「旅」というものは、何かしら強烈な印象を残すことが多い。それが、外国であればなおさらだ。おそらく、文化や国民(民族)性による違いが、驚きや興奮などの強い感情を引き起こすのだろう。
そこで今回、小社社員によるオモシロ!トンデモ!旅行記をここに綴っていきたいと思う。著しい社会変化が巻き起こっている現代、たかだか数年、十数年前でも、我々は浦島太郎か?というほど、街の様子が様変わりしていることは、読者の皆さんも重々ご承知だろう。
これから綴る「旅の記憶」は、今の中国に行ったことがある人にとっても、昔は行ったことがあるがそれっきりという人にとっても、きっと新しい横顔を見た気持ちになってもらえる、そう思っている。
それでは、はじまりはじまり。(編集部)
1Q87 スロウボートからワンダーランドをめぐる冒険
山下 輝恭
ミルクティーのような色の大河の向こうに上海外灘が見えた。古ぼけた中国行きのスロウボートは、ゆっくりと着岸の体勢を取り始めている。白くて大きな鑑真号から陸を見上げると、灰色でくすんだ石造りの高い建物が塀のように立ち並んでいて、上海という港町は何となく横浜に似ている印象だった。茶色い湾口の水からは金属臭が感じられたが、これはこの街全体の印象として常に私の鼻先から離れることはなかった。

:::

* **取り組む課題**:
[1] 上の文章について、次の(a)〜(c)が文章の内容と合っているかどうかを、「はい」か「いいえ」で答えてください。それぞれ、決め手になる文章中の言葉をそのまま引用してください。
(a) 上海という港町は、何となく横浜に似ている印象だった。
(b) 鑑真号は、黒くて小さな船だった。
(c) 湾口の水からは、花のような香りがした。
[2] 上の文章のうち、「これから綴る「旅の記憶」は、」から「先から離れることはなかった。」までを、その言葉も含めて一字一句そのまま書き写してください。
[3] 上の文章で、大河の水はどんな色にたとえられていますか。
この行は、上の文章とは関係のない別の資料です。

[保存された行]
:::

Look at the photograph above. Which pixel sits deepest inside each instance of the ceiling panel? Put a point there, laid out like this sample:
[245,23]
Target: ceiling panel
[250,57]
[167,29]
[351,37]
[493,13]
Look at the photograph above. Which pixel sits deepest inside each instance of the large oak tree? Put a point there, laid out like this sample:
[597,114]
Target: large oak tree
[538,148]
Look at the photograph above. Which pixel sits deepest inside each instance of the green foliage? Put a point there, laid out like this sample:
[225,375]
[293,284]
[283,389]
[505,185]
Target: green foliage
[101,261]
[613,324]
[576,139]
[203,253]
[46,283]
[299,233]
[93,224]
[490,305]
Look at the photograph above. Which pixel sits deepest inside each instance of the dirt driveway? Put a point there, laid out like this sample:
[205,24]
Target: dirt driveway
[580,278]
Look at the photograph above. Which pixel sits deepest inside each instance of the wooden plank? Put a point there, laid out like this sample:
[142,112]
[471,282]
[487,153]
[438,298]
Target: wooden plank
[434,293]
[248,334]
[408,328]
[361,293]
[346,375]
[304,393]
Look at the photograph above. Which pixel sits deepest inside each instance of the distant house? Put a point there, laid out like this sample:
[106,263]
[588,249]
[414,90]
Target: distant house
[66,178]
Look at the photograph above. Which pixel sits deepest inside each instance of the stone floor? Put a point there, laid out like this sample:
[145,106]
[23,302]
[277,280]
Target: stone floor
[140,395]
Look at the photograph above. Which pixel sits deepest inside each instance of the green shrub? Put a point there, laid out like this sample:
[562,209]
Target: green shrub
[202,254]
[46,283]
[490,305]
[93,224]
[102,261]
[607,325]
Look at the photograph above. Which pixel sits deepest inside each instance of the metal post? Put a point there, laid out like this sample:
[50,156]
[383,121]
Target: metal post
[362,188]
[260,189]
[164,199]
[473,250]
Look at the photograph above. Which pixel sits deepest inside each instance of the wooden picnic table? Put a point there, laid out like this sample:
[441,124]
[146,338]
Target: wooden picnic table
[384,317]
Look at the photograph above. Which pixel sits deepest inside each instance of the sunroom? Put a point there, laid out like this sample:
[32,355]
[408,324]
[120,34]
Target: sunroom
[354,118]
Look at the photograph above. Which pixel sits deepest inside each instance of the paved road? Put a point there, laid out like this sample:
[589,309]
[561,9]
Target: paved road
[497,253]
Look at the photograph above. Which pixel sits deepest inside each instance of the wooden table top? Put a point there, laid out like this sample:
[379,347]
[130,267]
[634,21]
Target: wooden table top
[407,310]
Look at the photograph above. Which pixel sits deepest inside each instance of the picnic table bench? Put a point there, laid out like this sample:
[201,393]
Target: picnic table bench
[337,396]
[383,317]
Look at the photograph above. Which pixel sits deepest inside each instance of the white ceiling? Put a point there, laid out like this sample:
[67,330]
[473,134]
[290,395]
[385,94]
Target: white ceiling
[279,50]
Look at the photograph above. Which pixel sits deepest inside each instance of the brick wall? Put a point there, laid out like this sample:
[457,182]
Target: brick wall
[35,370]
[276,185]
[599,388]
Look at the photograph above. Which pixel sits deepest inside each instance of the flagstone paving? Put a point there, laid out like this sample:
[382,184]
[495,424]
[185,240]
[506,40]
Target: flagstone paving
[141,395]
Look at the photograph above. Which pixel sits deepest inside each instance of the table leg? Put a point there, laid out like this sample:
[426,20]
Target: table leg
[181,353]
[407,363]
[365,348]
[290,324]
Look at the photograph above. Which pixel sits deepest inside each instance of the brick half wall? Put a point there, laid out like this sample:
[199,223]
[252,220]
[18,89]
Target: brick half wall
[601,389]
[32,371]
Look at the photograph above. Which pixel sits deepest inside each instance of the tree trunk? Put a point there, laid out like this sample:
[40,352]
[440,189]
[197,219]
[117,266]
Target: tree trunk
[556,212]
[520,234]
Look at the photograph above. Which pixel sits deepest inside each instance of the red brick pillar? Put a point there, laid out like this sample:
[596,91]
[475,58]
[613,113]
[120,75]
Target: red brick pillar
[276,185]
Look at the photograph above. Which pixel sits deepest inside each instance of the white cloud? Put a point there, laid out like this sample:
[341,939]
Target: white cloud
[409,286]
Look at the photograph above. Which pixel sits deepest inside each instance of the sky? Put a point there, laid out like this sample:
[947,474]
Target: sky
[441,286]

:::

* **答えの例**:
[1]
(a) はい。「上海という港町は何となく横浜に似ている印象だった」
(b) いいえ。「白くて大きな鑑真号」
(c) いいえ。「茶色い湾口の水からは金属臭が感じられた」

[2]
これから綴る「旅の記憶」は、今の中国に行ったことがある人にとっても、昔は行ったことがあるがそれっきりという人にとっても、きっと新しい横顔を見た気持ちになってもらえる、そう思っている。
それでは、はじまりはじまり。(編集部)
1Q87 スロウボートからワンダーランドをめぐる冒険
山下 輝恭
ミルクティーのような色の大河の向こうに上海外灘が見えた。古ぼけた中国行きのスロウボートは、ゆっくりと着岸の体勢を取り始めている。白くて大きな鑑真号から陸を見上げると、灰色でくすんだ石造りの高い建物が塀のように立ち並んでいて、上海という港町は何となく横浜に似ている印象だった。茶色い湾口の水からは金属臭が感じられたが、これはこの街全体の印象として常に私の鼻先から離れることはなかった。

[3] ミルクティーのような色です。